==== GIVEN TEXT ====

Room: AAPM ePoster Library
Uncertainty due to tissue deformation affects treatment planning for HDR prostate brachytherapy. Hence, position and orientation of the needles are typically not optimized in inverse planning. Stochastic linear programming (SLP) has been proposed to consider uncertainty during optimization. Conventionally, it draws samples from a probability distribution but increases the problem size substantially. We propose an efficient scheme allowing for fast identification of robust needle configurations.
We account for uncertainty along the needle axis by deforming the target using B-Spline interpolation and a random displacement of the voxel at the needle tip. Conventional SLP adds constraints for each sample. The new weighted SLP (WSLP) scheme first creates all spatial distributions and then establishes one discretized optimization problem where weights in the objective function represent the likelihood of voxels falling into grid elements. Both approaches and the original deterministic problem are compared on a set of 5 patient cases. Moreover, we use WSLP on a large set of randomly generated needles to select a robust subset of needles. Evaluations are done on 100 independently sampled deformations.
Depending on the deformation and needle count, SLP and WSLP improve the target coverage by 1.5 to 10.9 percentage points compared to deterministic optimization. There is no significant difference in target coverage between plans for SLP and WSLP (p = 0.98) but WLSP is substantially more efficient, taking below ten seconds instead of more than four hours when considering 100 sampled deformations. Using WSLP to identify robust needle configurations, coverage can be improved 0.7 to 3.3 percentage points over the most promising needle configurations identified by deterministic optimization.
WSLP allows for fast optimization considering a dense sample of possible deformations. Using WSLP, it is feasible to realize inverse planning incorporating uncertainty in needle placement and to identify robust needle sets.

====

▸ **ASSIGNED TASK 1**: In the brachytherapy abstract, how long does WSLP take when 100 sampled deformations are considered?
▸ **ASSIGNED TASK 2**: From the brachytherapy abstract, print the passage starting at "Depending on the" and ending at "by deterministic optimization.".

==== DATA SHOWN ====

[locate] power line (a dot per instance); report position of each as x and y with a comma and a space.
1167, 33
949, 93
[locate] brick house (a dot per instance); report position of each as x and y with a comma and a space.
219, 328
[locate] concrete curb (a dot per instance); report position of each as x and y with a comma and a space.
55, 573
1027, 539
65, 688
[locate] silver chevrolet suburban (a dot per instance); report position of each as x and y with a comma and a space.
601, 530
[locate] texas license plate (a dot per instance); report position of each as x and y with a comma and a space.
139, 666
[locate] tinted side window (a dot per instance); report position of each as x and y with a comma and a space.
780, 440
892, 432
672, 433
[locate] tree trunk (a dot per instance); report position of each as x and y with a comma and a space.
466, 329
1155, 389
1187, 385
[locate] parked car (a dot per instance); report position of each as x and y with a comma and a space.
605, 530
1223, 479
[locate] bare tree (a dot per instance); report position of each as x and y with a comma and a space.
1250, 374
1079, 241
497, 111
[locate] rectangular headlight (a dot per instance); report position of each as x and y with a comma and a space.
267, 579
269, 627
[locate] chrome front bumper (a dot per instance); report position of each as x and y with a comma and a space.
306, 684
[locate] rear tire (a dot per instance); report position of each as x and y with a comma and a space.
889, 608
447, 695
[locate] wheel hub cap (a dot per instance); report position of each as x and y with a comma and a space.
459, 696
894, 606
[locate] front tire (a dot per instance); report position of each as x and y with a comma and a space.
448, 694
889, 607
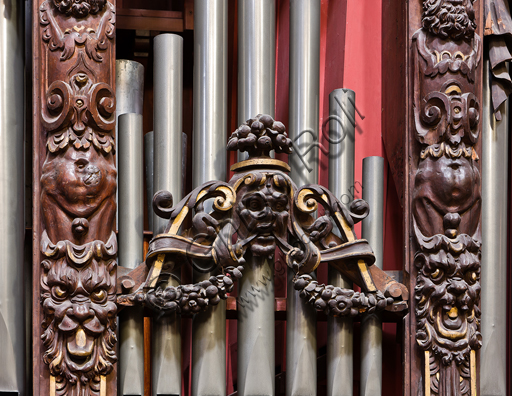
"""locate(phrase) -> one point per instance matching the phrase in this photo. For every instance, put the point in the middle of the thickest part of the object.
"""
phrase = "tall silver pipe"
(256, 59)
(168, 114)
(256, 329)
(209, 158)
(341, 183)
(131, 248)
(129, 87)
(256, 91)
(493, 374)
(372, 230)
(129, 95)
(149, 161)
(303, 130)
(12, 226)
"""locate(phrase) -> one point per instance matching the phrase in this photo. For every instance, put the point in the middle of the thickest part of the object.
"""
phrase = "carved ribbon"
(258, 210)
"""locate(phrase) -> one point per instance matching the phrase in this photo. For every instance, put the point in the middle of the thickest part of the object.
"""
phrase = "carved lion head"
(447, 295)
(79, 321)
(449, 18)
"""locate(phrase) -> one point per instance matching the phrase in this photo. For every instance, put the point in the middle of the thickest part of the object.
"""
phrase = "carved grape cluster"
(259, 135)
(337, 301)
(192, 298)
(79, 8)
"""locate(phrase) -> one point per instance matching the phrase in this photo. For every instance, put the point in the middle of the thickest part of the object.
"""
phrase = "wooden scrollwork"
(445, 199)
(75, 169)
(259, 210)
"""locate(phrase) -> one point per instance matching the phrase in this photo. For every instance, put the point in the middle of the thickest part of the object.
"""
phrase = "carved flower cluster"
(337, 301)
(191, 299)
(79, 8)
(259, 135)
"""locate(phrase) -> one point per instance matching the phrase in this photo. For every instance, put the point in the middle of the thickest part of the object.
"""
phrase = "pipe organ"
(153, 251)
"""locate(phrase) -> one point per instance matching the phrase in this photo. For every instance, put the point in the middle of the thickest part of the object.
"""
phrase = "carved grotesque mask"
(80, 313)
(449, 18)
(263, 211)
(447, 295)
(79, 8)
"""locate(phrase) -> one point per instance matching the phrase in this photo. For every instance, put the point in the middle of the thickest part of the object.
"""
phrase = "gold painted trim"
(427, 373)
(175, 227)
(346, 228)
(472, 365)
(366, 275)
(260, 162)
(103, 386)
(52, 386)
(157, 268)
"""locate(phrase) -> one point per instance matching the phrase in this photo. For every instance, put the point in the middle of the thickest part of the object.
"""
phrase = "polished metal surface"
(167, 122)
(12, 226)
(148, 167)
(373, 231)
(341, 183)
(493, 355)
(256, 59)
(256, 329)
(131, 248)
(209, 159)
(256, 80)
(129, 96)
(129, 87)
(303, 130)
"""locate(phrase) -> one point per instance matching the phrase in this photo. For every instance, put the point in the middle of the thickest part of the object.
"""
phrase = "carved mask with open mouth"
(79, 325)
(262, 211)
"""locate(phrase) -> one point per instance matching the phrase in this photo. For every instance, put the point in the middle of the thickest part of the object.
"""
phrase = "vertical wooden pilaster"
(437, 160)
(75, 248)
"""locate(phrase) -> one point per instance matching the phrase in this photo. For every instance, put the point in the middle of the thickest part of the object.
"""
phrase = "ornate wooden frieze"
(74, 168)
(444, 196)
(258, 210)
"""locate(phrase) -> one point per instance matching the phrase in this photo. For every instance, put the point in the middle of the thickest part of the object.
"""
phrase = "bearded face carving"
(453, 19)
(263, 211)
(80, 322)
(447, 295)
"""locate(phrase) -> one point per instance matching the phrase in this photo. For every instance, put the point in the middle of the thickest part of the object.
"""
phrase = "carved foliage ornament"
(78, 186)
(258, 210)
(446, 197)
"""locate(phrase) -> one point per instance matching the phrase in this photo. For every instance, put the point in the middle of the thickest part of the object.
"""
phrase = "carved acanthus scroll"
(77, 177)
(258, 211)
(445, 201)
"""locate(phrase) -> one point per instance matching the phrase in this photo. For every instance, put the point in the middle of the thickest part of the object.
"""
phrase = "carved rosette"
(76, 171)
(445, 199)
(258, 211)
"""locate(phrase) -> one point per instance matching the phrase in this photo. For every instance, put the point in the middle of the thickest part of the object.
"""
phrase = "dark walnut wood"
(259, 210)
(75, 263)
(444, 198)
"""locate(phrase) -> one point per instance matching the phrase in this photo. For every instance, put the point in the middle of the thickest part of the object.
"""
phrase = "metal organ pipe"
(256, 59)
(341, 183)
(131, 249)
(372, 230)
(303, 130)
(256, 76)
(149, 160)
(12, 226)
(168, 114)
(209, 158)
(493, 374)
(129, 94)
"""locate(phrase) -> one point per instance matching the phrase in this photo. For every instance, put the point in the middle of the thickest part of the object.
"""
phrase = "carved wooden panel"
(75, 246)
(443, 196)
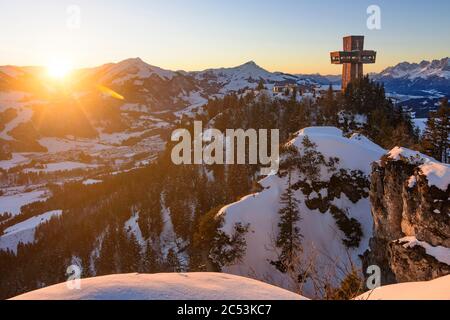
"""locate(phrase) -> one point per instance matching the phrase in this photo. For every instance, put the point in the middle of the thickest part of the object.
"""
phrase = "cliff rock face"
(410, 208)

====
==== DATA SHOWN ====

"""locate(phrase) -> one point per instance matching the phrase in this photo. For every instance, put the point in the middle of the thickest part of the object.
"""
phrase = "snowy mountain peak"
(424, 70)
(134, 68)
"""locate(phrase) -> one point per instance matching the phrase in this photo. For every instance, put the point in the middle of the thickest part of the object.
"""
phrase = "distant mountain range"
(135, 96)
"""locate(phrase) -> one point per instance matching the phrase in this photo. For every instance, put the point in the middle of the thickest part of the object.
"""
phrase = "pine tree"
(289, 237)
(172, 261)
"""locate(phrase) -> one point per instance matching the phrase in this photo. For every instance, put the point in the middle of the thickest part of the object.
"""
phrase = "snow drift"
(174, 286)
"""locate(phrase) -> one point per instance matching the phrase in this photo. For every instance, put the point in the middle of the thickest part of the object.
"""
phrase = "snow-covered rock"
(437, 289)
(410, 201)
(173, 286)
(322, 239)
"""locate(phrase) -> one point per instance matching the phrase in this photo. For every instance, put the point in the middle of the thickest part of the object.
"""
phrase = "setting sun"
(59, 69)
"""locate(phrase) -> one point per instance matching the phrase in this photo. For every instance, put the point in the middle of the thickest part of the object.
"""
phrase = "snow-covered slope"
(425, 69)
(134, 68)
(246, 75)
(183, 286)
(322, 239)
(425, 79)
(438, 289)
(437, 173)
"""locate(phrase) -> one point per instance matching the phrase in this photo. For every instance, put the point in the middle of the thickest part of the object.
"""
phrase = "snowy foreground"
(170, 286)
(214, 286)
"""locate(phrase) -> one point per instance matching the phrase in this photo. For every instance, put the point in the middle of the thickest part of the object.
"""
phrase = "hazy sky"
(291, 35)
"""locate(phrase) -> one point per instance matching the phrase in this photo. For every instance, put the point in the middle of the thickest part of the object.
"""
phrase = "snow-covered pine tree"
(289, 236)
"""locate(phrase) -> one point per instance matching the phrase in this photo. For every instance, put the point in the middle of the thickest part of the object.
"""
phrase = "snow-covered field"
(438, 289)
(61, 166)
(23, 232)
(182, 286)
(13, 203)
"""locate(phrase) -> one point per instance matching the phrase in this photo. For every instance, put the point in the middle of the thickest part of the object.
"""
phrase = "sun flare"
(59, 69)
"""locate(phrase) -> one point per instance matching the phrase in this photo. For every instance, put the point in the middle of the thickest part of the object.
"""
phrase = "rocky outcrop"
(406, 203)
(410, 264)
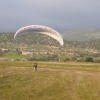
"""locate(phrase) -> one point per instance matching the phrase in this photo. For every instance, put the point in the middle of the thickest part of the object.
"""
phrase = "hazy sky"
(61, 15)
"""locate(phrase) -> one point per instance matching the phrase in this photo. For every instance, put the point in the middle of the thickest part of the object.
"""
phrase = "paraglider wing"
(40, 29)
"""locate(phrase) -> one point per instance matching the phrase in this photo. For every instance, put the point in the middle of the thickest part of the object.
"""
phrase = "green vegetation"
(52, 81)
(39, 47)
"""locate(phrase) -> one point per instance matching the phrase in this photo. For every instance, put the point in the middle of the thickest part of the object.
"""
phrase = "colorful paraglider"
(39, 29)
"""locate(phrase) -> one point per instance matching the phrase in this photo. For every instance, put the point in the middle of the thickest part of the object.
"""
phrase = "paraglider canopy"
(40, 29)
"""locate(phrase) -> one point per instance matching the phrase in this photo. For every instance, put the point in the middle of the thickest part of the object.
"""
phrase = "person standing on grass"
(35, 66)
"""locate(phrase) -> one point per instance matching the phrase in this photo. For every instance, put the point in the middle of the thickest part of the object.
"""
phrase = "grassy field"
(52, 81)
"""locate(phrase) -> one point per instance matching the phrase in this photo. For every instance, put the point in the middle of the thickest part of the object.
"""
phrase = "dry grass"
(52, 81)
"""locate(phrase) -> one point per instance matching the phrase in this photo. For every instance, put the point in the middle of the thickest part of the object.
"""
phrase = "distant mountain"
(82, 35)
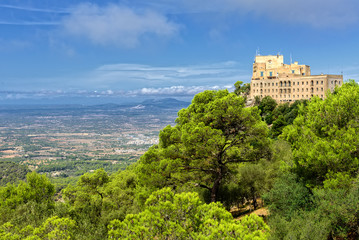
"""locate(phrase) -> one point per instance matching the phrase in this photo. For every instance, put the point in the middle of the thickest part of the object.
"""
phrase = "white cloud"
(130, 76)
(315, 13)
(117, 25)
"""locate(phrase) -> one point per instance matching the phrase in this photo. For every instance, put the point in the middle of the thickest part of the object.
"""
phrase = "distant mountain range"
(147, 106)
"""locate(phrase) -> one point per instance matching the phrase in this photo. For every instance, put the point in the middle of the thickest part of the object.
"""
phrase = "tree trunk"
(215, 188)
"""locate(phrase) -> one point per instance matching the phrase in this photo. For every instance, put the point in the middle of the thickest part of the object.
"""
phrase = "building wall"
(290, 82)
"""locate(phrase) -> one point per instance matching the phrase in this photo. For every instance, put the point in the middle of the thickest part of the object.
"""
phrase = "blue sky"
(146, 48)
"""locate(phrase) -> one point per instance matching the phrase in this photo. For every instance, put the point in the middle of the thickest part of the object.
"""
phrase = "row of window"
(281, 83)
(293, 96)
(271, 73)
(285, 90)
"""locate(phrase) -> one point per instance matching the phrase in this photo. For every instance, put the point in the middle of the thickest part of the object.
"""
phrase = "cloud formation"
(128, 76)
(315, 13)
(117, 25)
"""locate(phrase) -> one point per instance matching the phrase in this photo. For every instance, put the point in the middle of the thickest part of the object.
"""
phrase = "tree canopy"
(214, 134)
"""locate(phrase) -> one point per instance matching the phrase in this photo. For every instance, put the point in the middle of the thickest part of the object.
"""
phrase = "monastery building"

====
==== DATA SHOWN ====

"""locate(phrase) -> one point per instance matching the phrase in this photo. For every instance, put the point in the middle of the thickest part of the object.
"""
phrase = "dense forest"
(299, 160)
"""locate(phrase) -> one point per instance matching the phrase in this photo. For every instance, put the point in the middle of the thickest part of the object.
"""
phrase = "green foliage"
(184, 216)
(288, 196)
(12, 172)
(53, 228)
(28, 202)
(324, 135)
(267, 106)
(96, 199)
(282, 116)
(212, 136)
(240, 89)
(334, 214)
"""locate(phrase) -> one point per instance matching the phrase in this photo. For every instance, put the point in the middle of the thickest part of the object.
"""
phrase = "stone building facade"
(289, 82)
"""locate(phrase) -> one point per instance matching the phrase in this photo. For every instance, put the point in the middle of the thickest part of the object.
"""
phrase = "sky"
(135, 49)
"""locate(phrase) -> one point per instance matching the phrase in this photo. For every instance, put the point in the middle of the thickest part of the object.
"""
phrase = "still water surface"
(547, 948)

====

▸ **PROBLEM SOLUTION 1**: Below ten seconds.

▸ **PROBLEM SOLUTION 2**:
Depending on the deformation and needle count, SLP and WSLP improve the target coverage by 1.5 to 10.9 percentage points compared to deterministic optimization. There is no significant difference in target coverage between plans for SLP and WSLP (p = 0.98) but WLSP is substantially more efficient, taking below ten seconds instead of more than four hours when considering 100 sampled deformations. Using WSLP to identify robust needle configurations, coverage can be improved 0.7 to 3.3 percentage points over the most promising needle configurations identified by deterministic optimization.